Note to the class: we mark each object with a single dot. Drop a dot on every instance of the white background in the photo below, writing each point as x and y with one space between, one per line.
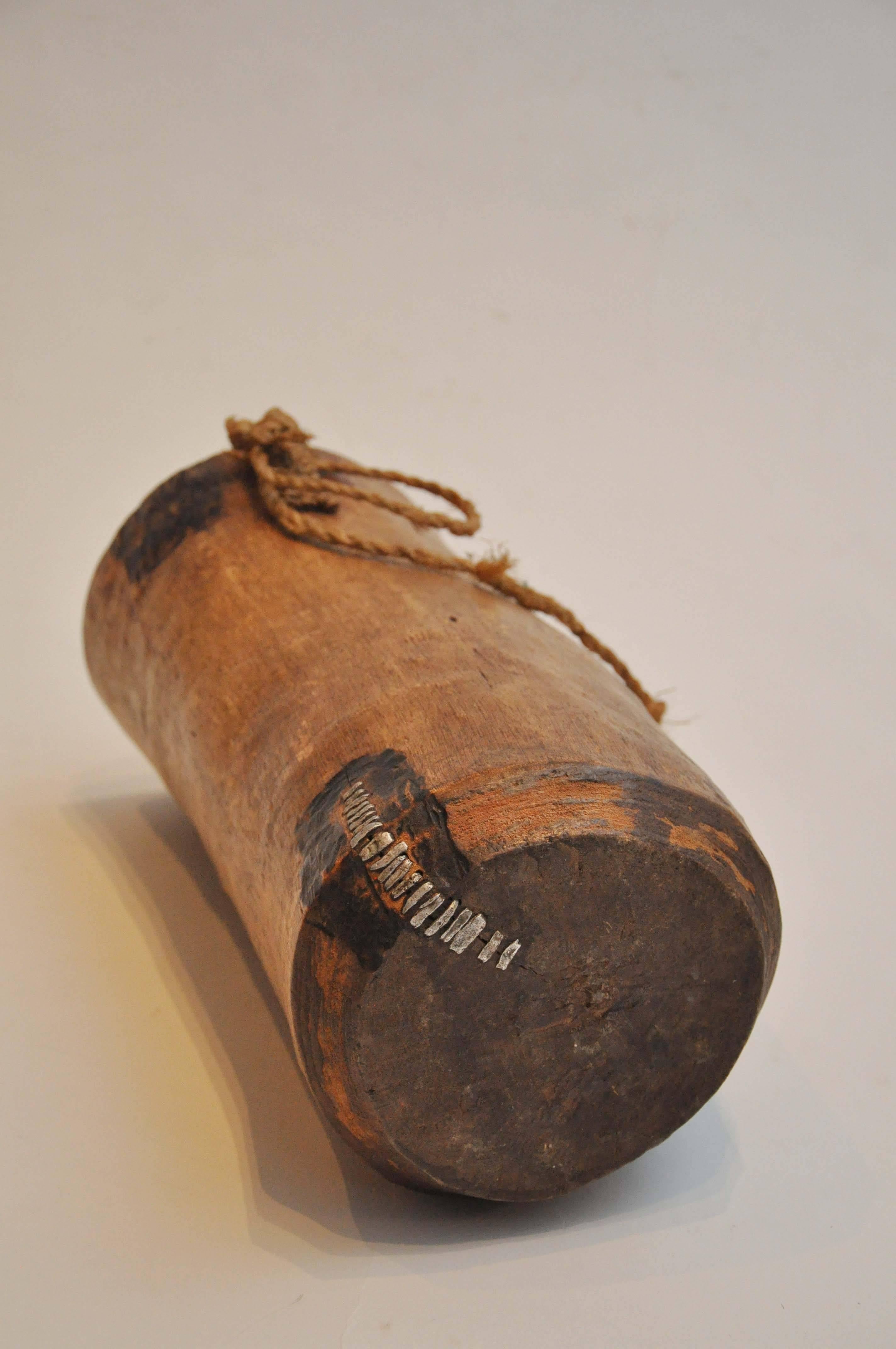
625 273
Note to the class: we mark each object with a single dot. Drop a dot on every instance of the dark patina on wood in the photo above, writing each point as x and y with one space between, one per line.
639 926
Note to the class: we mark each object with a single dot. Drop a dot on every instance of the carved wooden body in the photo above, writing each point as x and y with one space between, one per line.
519 935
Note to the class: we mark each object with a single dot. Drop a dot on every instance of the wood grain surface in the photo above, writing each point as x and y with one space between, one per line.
627 926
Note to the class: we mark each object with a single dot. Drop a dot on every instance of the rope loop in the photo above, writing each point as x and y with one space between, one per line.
300 490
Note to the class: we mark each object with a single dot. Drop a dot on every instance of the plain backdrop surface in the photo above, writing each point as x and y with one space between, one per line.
625 274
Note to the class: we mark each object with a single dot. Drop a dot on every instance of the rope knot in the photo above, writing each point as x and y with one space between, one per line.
296 481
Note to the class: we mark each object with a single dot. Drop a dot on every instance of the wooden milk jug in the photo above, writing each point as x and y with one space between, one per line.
519 935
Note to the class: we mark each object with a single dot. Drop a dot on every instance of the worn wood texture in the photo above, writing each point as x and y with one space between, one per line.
623 927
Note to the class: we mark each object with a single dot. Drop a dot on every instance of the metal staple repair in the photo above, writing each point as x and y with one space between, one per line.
392 867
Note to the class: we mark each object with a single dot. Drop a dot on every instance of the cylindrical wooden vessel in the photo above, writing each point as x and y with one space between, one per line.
519 935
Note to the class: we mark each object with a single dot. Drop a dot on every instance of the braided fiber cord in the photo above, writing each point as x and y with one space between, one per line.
301 493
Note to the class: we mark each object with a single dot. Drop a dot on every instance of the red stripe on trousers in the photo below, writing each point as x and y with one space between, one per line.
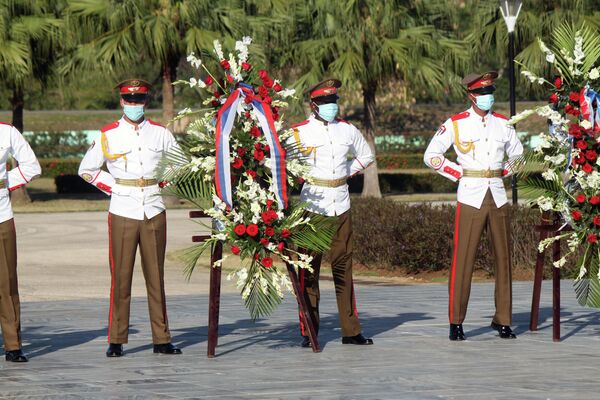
453 271
301 279
112 275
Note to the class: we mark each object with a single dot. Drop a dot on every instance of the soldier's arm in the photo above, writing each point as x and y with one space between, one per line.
434 155
363 156
514 150
90 168
28 168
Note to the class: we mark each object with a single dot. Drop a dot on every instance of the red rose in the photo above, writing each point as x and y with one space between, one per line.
591 155
558 82
239 229
255 131
267 262
268 82
581 144
263 91
259 155
252 230
574 96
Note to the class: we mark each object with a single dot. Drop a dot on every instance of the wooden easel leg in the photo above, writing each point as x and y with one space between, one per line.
312 334
556 293
214 300
537 287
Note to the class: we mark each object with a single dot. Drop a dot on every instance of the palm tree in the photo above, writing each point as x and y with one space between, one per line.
30 37
368 43
114 35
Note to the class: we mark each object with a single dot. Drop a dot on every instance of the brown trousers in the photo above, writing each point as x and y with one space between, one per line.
470 224
125 234
10 308
341 266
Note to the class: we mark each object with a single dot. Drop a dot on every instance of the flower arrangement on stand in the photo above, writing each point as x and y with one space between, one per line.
237 165
568 154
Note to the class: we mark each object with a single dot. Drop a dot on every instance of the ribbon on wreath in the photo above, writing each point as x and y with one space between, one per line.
225 119
586 104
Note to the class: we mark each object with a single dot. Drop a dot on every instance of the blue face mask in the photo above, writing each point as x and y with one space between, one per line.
134 113
485 101
328 111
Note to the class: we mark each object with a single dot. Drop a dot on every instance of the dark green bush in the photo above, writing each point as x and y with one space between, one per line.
417 238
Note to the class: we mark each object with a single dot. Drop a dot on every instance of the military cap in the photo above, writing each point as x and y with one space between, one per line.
134 89
477 81
326 88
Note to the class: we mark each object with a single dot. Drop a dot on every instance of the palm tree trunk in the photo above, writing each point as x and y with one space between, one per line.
371 174
169 73
19 195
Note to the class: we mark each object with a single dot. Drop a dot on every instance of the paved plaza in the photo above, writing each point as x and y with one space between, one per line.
64 281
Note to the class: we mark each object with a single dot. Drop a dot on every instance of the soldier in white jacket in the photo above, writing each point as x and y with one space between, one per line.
12 143
132 148
326 142
481 139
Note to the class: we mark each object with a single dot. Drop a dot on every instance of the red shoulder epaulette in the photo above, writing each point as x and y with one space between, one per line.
155 123
110 126
300 123
460 116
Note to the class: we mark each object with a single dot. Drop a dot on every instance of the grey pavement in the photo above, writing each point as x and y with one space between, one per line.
65 336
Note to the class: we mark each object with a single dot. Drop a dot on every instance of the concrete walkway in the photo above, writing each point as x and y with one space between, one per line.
65 336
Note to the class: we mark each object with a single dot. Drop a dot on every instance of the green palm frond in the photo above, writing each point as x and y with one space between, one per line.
587 289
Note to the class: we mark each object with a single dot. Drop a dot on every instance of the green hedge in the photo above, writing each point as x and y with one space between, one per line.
416 238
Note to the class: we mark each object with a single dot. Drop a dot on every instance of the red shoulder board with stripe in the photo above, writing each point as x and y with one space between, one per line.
300 123
460 116
108 127
155 123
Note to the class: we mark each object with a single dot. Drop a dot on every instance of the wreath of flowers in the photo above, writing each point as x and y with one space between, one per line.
569 153
254 224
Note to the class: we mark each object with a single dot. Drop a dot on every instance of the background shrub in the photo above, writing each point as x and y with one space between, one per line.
416 238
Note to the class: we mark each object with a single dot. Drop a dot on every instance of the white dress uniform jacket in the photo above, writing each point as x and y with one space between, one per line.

━━━━━━━━━━━━━━━━━━━━

Output the material as a Markdown table with the columns Row and Line. Begin at the line that contains "the green hedge" and stop after the last line of the material, giving each line its own numbered row and leaving out blank lines.

> RESPONSE:
| Row | Line |
|---|---|
| 1 | Note to the class: we mark each object with a single dot. Drop a dot on every instance of the green hedge in the photo above, writing each point as x and y with one space between, one per line. |
| 2 | 416 238 |
| 3 | Note to the class: we mark each object with a single dot. Drop a dot on every instance of the red shoulder board with stripe in the photo above, writing each point as x and y with one space between, one per line. |
| 4 | 300 123 |
| 5 | 460 116 |
| 6 | 108 127 |
| 7 | 155 123 |
| 8 | Note to the class: we mark each object with a single dot. Drop a dot on every instance of the wreath of flowers in the photo above, writing each point as x and y with one space between, one per line. |
| 9 | 569 153 |
| 10 | 254 224 |
| 11 | Note to the class: we mark each object with a single dot. Drop a dot on every instance of the background shrub in the photo above, writing each point as x and y with one space between, one per line. |
| 12 | 416 238 |
| 13 | Note to the class: we mark each object with a single dot. Drop a dot on every instance of the white dress uniform jacket in the photo above, writing each point as x and y with one space between, one per line. |